DIRECTION: Can you echo the lines below word for word, starting with the one that contains "Using the specimen image, mark the man in dark" and stopping after the one that contains "[50,72,107,105]"?

■ ■ ■

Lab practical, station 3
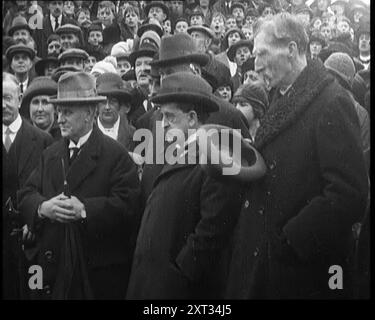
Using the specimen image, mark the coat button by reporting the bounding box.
[253,248,259,257]
[44,250,53,261]
[43,284,51,295]
[244,200,250,209]
[269,160,276,170]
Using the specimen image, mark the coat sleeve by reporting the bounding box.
[176,177,242,281]
[81,148,140,235]
[283,95,368,260]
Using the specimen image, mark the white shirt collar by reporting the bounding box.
[98,116,120,140]
[69,129,92,149]
[3,114,22,135]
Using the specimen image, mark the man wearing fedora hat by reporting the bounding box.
[2,72,53,299]
[19,72,138,299]
[127,72,241,299]
[5,44,35,94]
[20,77,61,140]
[33,1,76,58]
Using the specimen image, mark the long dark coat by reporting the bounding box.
[227,61,368,299]
[127,150,241,299]
[2,119,53,299]
[19,127,139,299]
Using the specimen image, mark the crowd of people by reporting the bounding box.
[3,0,371,300]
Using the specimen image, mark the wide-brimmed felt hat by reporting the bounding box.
[223,28,246,48]
[151,72,219,112]
[20,77,57,118]
[137,19,164,38]
[35,54,59,76]
[129,42,159,66]
[8,16,32,37]
[227,40,253,61]
[96,73,132,102]
[5,43,35,61]
[187,25,215,39]
[151,33,209,67]
[58,48,89,62]
[49,72,107,106]
[144,1,169,19]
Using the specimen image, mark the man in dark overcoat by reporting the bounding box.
[226,13,368,299]
[2,72,53,299]
[127,72,241,299]
[18,72,139,299]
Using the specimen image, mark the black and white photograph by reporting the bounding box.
[2,0,371,304]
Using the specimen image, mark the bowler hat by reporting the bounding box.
[35,54,59,76]
[227,40,253,61]
[96,73,132,102]
[5,43,35,61]
[129,42,159,66]
[187,25,215,39]
[8,16,32,37]
[144,1,169,19]
[58,48,89,62]
[151,33,209,67]
[20,77,57,118]
[151,72,219,112]
[137,18,164,38]
[50,72,107,105]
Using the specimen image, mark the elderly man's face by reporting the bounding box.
[228,32,241,47]
[234,47,251,66]
[84,56,97,73]
[30,95,55,130]
[10,53,33,74]
[254,30,292,88]
[359,33,371,52]
[175,21,189,33]
[3,79,20,126]
[117,58,132,77]
[87,31,103,47]
[13,29,30,45]
[61,33,79,51]
[99,97,121,127]
[148,7,167,24]
[190,15,204,26]
[56,105,90,142]
[135,57,152,86]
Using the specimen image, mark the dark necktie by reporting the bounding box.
[54,17,59,31]
[69,147,80,165]
[4,127,12,152]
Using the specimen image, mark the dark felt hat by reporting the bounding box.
[151,33,209,67]
[8,16,32,37]
[227,40,253,61]
[151,72,219,112]
[20,77,57,118]
[50,72,107,106]
[144,1,169,19]
[35,54,59,76]
[96,73,132,102]
[5,43,35,61]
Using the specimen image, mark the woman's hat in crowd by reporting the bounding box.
[96,73,132,102]
[8,16,32,37]
[151,72,219,112]
[187,24,215,39]
[35,54,59,77]
[20,77,57,118]
[49,72,107,106]
[5,43,35,61]
[144,1,169,19]
[232,83,269,118]
[151,33,209,67]
[227,40,253,61]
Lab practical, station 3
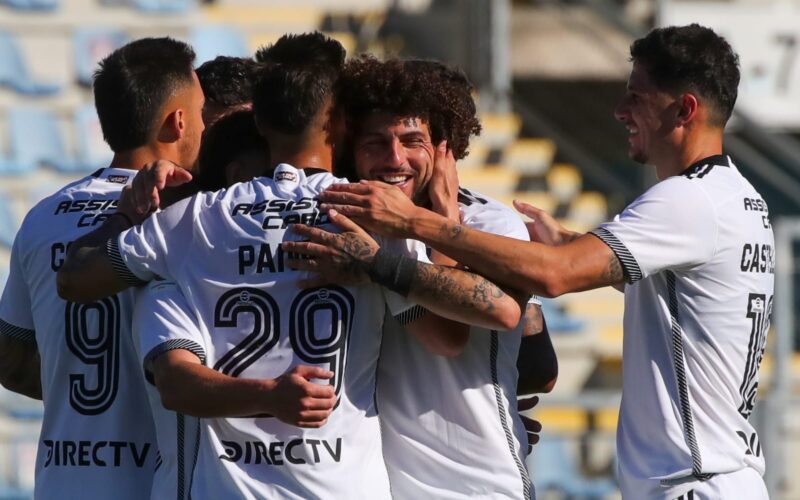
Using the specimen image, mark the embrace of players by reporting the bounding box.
[0,21,773,500]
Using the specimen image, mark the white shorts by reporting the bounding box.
[675,467,769,500]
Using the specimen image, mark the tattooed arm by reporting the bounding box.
[282,212,527,330]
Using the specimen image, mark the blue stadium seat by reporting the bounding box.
[75,104,114,171]
[0,32,61,95]
[0,196,19,248]
[130,0,197,14]
[72,27,128,87]
[8,107,88,173]
[189,25,250,66]
[528,435,617,500]
[2,0,58,11]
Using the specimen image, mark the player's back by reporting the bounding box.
[112,165,402,498]
[618,157,774,493]
[0,168,157,499]
[378,188,530,499]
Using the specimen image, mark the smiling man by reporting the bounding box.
[323,24,774,500]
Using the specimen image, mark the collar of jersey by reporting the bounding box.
[683,155,731,174]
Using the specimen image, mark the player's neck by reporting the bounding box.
[109,146,180,170]
[657,129,722,179]
[267,139,333,172]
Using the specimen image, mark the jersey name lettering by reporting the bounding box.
[219,437,342,465]
[739,243,775,274]
[42,439,151,468]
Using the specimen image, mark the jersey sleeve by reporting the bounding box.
[592,177,717,282]
[107,196,197,285]
[0,231,36,342]
[376,237,431,325]
[133,280,206,383]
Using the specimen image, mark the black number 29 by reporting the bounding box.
[214,286,355,396]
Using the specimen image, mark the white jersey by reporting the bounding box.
[0,168,157,500]
[378,189,531,499]
[593,156,775,498]
[133,280,200,500]
[109,164,418,499]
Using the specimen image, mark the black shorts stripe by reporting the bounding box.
[590,227,642,283]
[489,330,531,500]
[395,306,428,326]
[106,237,147,286]
[0,319,36,344]
[664,271,704,478]
[142,339,206,384]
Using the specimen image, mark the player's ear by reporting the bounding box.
[158,108,186,142]
[678,93,700,127]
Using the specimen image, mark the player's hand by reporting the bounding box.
[267,365,336,428]
[281,210,380,279]
[127,160,192,217]
[428,141,461,223]
[517,396,542,453]
[319,181,417,238]
[514,200,579,246]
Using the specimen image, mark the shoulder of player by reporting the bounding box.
[458,188,524,230]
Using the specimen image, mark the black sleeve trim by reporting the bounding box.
[0,319,36,344]
[142,339,206,385]
[591,227,643,283]
[106,236,147,286]
[395,306,428,326]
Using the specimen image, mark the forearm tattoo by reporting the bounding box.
[603,254,625,284]
[411,263,505,311]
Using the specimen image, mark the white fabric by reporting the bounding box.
[378,189,532,499]
[111,165,418,499]
[133,280,205,500]
[595,157,774,498]
[0,168,157,500]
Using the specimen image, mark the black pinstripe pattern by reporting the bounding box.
[142,339,206,385]
[175,413,186,500]
[664,271,703,478]
[591,227,642,283]
[395,306,428,326]
[106,236,147,286]
[489,330,531,500]
[0,319,36,344]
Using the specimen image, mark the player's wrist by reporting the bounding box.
[364,248,419,297]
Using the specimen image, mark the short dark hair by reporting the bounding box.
[253,32,345,135]
[338,55,481,159]
[197,110,269,191]
[631,24,739,127]
[197,56,256,106]
[94,37,195,153]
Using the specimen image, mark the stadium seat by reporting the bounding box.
[8,107,85,172]
[547,163,582,203]
[480,113,522,149]
[0,0,58,11]
[189,25,250,66]
[528,434,617,500]
[75,104,114,171]
[0,32,61,95]
[72,27,128,87]
[567,191,608,227]
[0,196,19,248]
[542,299,586,334]
[458,165,519,198]
[503,139,556,177]
[130,0,197,14]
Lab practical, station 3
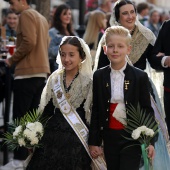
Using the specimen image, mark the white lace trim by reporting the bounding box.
[112,103,127,125]
[39,70,92,122]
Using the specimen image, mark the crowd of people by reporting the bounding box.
[0,0,170,170]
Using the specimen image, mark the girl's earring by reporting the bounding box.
[78,63,82,70]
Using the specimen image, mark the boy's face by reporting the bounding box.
[103,35,131,69]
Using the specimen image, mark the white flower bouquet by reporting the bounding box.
[3,110,47,150]
[124,105,159,170]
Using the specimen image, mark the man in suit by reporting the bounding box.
[152,20,170,134]
[89,26,154,170]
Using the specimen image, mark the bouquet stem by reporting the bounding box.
[141,144,149,170]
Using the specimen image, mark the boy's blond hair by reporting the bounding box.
[104,26,131,45]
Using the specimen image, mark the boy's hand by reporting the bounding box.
[89,146,103,158]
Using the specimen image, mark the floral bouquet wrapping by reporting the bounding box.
[3,110,47,150]
[125,105,159,170]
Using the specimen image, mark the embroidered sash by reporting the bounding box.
[53,75,107,170]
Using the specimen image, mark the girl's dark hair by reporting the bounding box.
[60,36,86,60]
[114,0,137,22]
[52,4,74,35]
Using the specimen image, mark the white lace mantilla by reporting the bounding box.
[39,70,92,122]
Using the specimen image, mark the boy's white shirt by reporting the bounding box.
[110,62,127,125]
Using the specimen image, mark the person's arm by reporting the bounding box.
[88,72,101,146]
[8,12,38,65]
[149,22,167,70]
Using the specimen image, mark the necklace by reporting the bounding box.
[130,25,136,36]
[63,70,79,99]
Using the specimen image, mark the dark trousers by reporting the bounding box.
[164,91,170,135]
[103,129,141,170]
[13,77,45,160]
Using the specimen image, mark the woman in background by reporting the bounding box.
[83,10,107,66]
[94,0,170,170]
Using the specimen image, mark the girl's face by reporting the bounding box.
[102,18,107,29]
[60,9,71,25]
[119,4,136,30]
[103,34,131,70]
[60,44,82,73]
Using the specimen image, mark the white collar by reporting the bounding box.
[110,61,127,75]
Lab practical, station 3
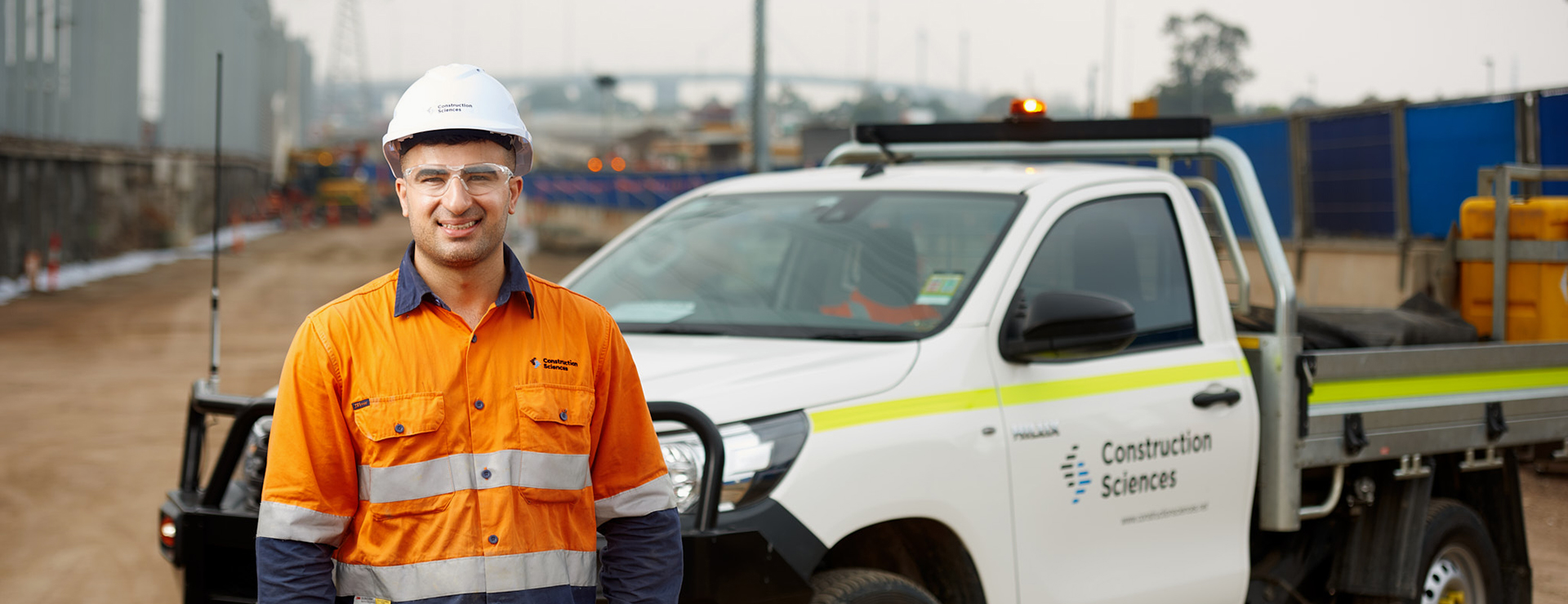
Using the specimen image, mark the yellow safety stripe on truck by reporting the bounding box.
[811,388,996,432]
[811,361,1245,432]
[1306,367,1568,405]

■ ■ ■

CORRECT ANSWER:
Using the specimen image, mark the man in dark overcoat by reporting the bounding box.
[226,13,368,299]
[2,72,53,299]
[127,72,241,299]
[18,72,139,299]
Using the specimen image, mark the black and white photograph by reporting the bounding box.
[2,0,371,304]
Using the specimen image, mark the bowler hat by reporting the bounding box.
[35,54,59,76]
[227,40,253,61]
[96,73,132,102]
[5,43,35,61]
[129,42,159,66]
[187,25,215,39]
[8,16,32,37]
[144,1,169,19]
[58,48,89,62]
[151,33,209,67]
[20,77,57,118]
[151,72,219,112]
[137,18,164,38]
[50,72,107,105]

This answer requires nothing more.